== EINTRÄGE ZUR AUFGABE ==
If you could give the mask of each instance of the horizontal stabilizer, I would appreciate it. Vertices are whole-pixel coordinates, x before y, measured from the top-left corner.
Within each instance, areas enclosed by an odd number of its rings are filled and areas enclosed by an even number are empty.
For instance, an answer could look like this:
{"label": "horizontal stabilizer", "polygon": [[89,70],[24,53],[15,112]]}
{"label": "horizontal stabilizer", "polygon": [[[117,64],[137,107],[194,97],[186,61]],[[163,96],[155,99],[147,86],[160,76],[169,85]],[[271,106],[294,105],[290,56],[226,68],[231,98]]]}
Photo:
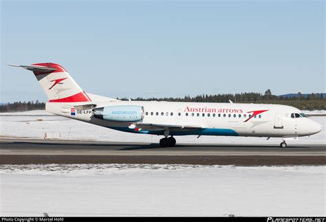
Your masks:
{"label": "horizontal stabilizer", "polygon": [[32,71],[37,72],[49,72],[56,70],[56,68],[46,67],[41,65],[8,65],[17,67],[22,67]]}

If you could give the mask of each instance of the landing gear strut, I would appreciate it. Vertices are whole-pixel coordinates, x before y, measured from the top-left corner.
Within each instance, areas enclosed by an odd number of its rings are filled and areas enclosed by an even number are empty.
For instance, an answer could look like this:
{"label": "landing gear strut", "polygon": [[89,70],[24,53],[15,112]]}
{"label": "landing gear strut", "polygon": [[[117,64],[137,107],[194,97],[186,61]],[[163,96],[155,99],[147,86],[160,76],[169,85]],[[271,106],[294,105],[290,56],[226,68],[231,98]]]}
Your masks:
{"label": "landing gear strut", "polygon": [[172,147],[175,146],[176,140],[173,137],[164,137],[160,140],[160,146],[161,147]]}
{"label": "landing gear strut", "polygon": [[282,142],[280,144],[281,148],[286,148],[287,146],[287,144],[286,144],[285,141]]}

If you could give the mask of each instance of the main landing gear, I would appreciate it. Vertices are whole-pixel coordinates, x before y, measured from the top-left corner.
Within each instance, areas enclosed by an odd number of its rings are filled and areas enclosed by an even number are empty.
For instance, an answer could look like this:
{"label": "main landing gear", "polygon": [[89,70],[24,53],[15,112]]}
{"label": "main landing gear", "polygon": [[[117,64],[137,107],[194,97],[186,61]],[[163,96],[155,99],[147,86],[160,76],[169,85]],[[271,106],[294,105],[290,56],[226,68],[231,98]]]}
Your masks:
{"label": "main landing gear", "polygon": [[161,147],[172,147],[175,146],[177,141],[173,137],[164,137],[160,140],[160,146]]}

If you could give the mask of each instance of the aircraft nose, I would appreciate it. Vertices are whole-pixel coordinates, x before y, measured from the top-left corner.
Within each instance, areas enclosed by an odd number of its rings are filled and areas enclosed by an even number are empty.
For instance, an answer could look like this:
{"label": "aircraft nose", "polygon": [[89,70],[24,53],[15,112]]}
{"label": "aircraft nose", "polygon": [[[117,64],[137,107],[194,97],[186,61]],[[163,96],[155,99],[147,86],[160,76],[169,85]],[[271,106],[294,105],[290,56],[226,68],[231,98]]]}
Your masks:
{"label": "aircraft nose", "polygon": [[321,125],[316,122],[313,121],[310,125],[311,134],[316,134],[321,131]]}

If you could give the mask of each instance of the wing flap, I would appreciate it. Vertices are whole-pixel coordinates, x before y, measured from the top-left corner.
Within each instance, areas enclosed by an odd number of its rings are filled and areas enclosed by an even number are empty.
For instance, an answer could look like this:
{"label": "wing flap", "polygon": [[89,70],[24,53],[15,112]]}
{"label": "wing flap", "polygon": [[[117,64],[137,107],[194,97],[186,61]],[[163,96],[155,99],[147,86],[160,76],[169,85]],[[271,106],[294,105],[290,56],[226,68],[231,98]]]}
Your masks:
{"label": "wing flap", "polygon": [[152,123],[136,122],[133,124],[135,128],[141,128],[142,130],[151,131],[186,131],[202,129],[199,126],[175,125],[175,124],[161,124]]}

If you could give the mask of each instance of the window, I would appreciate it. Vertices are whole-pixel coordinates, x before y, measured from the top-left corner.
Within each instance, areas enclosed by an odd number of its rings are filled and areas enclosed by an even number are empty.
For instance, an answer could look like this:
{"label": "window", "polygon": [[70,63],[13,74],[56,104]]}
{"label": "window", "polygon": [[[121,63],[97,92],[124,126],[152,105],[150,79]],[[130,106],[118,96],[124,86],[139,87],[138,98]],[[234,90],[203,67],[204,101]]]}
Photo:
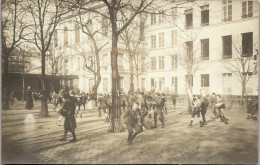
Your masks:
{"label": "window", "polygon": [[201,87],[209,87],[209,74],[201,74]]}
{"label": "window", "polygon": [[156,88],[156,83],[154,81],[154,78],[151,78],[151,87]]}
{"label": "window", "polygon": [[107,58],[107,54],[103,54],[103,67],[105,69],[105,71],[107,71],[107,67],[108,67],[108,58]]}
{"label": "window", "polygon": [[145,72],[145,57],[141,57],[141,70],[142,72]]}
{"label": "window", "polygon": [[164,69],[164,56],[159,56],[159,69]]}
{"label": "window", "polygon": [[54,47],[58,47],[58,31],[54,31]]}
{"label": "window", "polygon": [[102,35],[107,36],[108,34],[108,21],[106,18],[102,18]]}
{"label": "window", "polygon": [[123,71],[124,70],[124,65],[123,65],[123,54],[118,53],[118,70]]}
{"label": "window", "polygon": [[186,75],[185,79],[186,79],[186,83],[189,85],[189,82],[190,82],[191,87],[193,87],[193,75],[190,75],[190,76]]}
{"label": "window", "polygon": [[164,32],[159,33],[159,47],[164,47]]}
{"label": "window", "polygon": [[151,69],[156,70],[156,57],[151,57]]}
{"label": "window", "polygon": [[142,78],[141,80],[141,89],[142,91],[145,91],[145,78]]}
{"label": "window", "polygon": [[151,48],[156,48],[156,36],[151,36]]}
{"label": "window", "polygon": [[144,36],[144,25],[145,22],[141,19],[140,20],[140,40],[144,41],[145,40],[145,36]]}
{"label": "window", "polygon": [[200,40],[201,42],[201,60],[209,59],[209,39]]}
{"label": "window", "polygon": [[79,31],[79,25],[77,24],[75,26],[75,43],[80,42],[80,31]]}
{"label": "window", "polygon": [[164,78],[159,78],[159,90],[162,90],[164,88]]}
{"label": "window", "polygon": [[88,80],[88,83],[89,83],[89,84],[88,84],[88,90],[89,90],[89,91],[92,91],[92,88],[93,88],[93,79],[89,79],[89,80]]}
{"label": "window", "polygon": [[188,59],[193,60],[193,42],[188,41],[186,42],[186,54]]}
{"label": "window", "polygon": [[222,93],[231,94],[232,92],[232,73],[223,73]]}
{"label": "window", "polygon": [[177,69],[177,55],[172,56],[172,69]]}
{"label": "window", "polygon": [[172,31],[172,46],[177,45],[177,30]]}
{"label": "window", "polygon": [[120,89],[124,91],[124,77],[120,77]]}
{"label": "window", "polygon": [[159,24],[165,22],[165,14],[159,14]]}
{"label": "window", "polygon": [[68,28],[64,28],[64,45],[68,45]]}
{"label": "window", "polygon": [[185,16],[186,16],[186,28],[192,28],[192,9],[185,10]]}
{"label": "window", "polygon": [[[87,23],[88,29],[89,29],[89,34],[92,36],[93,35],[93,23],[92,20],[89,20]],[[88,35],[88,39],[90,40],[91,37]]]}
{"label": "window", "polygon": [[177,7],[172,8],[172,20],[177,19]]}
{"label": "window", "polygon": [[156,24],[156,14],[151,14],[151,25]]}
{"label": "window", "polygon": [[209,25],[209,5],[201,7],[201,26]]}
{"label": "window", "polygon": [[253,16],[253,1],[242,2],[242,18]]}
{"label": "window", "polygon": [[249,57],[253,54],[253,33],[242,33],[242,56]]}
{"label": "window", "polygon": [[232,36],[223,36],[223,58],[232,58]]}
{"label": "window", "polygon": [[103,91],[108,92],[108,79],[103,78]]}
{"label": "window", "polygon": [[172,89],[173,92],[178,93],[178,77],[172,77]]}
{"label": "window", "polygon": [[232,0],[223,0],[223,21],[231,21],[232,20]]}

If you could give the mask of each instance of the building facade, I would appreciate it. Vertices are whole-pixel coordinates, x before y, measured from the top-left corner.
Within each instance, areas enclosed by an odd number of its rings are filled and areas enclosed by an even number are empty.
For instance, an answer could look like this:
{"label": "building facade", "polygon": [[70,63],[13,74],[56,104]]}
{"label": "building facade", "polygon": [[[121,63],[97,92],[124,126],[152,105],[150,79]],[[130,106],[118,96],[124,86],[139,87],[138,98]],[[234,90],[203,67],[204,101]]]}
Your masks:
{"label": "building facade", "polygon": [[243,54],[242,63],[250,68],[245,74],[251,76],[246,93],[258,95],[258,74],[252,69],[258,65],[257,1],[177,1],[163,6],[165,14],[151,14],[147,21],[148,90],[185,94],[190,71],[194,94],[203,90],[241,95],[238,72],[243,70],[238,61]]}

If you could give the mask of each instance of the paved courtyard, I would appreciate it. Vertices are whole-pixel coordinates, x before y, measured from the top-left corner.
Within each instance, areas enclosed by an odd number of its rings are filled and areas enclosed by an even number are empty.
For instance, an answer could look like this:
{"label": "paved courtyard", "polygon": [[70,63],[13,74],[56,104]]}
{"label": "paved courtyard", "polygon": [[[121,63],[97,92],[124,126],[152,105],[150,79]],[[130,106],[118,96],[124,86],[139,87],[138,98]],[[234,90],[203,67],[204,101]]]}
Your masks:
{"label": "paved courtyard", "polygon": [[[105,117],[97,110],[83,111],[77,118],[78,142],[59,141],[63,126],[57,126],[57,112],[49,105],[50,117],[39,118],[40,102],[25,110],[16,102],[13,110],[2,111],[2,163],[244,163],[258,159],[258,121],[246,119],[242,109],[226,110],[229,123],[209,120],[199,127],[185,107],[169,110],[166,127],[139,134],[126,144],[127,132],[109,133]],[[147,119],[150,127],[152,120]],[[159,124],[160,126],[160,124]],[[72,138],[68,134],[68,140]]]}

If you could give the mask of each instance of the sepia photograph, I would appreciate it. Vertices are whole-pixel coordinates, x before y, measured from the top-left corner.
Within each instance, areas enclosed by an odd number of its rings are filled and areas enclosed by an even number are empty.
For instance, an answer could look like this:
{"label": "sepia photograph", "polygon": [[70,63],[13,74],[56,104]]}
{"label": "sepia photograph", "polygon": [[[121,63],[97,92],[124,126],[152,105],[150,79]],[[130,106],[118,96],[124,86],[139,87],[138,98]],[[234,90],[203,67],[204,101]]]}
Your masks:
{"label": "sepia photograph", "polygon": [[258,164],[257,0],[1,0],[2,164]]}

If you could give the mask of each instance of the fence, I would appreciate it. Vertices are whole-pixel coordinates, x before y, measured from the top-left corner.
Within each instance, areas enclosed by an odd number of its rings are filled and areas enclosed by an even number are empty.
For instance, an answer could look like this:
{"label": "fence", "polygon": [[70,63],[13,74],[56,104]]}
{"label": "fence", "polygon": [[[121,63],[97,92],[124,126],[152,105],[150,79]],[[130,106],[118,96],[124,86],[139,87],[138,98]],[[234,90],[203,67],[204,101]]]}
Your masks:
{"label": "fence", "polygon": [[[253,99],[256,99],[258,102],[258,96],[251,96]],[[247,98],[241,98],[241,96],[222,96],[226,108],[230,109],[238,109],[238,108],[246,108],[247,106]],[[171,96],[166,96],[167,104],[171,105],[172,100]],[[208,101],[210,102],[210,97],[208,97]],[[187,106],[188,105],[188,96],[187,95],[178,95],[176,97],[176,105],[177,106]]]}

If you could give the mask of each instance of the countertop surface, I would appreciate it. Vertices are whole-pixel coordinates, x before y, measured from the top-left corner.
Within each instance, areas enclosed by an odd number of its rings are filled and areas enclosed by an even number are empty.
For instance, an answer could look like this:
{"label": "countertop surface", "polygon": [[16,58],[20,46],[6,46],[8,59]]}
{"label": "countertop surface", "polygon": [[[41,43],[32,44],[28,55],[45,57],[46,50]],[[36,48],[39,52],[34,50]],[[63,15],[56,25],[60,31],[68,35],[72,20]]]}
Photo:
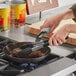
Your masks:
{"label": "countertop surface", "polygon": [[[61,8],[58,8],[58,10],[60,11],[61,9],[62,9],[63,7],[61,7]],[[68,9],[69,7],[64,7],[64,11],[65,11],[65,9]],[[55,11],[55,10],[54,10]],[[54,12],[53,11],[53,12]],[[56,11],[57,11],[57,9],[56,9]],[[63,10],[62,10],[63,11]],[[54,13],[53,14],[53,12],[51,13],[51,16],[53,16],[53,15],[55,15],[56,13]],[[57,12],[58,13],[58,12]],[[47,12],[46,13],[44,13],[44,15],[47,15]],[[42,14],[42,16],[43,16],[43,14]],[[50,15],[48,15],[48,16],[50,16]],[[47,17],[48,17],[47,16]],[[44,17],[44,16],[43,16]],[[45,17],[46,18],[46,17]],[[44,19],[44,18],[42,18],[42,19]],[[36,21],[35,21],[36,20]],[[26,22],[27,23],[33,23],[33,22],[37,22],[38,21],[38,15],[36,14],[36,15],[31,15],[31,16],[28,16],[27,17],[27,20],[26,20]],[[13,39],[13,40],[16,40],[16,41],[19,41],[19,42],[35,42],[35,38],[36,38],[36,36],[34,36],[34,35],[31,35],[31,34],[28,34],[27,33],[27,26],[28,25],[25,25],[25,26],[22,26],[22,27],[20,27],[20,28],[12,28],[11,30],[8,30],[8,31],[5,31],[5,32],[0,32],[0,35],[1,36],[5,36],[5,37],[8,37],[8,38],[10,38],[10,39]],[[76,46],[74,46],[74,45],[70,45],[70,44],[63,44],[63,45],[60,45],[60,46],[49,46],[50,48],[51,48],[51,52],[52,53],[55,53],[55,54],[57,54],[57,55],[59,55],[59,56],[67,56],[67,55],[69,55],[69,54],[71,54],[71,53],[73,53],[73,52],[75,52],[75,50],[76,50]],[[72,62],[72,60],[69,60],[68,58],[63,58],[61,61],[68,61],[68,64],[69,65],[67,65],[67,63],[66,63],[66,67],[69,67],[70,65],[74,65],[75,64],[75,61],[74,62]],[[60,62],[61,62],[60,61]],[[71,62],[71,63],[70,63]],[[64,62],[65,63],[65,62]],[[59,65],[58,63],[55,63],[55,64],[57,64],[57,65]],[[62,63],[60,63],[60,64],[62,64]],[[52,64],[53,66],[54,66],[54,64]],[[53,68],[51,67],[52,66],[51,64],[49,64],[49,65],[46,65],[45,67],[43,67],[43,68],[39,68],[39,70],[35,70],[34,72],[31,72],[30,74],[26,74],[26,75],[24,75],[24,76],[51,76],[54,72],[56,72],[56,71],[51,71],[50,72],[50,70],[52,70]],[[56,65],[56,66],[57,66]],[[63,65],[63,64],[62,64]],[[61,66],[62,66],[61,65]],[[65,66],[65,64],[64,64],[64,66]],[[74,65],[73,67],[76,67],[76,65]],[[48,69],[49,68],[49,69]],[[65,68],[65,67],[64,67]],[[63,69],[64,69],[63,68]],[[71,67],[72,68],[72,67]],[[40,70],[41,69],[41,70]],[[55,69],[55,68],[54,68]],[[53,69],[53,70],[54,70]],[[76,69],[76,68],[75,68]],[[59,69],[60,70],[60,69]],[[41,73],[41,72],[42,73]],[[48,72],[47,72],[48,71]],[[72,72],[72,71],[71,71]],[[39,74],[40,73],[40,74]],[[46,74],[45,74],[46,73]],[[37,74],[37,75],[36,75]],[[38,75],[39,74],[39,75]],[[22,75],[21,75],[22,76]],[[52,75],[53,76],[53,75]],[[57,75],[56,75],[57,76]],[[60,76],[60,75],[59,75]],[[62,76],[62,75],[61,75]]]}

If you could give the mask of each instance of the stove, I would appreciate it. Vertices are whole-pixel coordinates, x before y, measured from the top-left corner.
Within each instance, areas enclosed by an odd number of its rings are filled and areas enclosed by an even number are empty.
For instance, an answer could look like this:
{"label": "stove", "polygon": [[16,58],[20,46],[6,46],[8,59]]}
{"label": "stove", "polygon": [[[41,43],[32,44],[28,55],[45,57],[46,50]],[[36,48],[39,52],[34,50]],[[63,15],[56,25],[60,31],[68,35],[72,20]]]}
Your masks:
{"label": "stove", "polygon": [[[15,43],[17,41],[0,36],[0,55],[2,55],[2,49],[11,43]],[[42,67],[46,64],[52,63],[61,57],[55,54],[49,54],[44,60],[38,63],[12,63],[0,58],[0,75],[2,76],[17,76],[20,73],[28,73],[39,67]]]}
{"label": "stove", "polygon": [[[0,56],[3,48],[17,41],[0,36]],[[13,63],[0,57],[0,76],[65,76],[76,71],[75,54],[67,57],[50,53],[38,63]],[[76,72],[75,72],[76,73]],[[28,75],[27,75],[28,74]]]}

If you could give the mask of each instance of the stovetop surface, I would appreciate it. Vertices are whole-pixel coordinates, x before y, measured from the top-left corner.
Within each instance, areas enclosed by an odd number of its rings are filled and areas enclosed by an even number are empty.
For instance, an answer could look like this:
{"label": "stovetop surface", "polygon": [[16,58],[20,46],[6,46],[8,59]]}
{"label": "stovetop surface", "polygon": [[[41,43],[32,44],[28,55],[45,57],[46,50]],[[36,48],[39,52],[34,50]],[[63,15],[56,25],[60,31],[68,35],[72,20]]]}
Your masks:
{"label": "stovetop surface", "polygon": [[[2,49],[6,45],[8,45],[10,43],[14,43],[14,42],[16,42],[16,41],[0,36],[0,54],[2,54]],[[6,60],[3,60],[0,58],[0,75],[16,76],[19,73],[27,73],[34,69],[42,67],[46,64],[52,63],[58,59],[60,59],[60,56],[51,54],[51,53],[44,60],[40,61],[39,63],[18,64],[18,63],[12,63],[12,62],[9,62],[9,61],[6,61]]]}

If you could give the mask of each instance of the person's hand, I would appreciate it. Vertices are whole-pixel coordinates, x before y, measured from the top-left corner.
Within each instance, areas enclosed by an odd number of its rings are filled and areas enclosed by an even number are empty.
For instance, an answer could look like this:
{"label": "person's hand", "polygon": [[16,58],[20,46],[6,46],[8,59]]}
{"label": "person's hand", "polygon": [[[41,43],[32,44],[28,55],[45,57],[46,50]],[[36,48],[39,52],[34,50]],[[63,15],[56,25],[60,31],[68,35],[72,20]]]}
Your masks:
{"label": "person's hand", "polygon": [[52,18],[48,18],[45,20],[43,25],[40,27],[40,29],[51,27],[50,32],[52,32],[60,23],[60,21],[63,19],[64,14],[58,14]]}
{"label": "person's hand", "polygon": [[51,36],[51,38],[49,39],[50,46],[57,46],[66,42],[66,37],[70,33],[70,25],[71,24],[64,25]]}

== AUFGABENDETAILS ==
Ermitteln Sie, wie viele Zeilen der obigen Einträge die Zeichenkette „stabilizer“ enthalten, wobei Groß- und Kleinschreibung zu beachten ist. Geben Sie ausschließlich die Zahl an.

== ERGEBNIS DIESER AUFGABE ==
4